>> BEGIN THE DATA
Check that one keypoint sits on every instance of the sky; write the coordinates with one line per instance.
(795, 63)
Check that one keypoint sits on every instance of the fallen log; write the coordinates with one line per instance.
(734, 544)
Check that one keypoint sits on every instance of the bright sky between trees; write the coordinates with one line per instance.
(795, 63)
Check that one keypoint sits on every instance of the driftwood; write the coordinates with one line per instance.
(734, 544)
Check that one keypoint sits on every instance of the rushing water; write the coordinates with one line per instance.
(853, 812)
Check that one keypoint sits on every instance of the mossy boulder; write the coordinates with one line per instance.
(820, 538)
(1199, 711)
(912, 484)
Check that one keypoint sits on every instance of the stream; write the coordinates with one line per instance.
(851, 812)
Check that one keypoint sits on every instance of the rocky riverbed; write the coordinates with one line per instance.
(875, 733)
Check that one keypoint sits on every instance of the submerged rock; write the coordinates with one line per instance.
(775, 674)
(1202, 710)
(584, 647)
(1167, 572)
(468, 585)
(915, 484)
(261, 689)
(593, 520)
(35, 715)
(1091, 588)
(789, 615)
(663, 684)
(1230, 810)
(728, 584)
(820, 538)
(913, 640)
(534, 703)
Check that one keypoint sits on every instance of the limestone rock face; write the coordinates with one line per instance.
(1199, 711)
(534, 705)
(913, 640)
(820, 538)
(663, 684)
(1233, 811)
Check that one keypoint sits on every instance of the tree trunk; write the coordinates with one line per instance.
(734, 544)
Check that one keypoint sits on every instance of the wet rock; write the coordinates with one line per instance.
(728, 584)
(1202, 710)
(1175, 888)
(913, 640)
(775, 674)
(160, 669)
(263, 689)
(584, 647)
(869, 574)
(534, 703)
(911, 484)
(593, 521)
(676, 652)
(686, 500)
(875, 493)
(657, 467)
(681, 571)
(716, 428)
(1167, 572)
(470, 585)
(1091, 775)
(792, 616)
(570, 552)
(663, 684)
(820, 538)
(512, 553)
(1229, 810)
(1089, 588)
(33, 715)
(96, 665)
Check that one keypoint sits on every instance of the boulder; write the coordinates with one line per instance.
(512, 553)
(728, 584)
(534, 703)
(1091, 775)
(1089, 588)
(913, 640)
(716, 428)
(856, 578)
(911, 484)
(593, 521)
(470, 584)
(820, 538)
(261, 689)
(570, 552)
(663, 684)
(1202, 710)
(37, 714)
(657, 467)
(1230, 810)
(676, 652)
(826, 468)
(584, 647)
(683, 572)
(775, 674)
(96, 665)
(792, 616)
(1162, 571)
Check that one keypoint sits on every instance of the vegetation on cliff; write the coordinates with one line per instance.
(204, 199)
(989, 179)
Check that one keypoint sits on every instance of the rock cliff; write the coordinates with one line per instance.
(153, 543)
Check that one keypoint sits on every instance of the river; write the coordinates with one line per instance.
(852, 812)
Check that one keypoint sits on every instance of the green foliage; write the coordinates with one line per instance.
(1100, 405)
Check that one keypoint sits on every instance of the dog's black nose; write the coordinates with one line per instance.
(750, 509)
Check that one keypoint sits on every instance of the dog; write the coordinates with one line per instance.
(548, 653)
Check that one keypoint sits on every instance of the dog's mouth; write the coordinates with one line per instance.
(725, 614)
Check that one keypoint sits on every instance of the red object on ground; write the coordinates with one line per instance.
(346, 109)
>> END THE DATA
- **TASK INSTRUCTIONS**: Turn everything in the records from the line containing "Check that one keypoint sits on every instance of the limestone" down to the line containing "(1233, 811)" into a numbered list, skipping any blank lines.

- **FULL SOLUTION**:
1. Check that one keypoint sits on every instance of the limestone rock face; write the coordinates with one line per instance.
2. (1199, 711)
3. (534, 705)
4. (913, 640)
5. (820, 538)
6. (663, 684)
7. (1233, 811)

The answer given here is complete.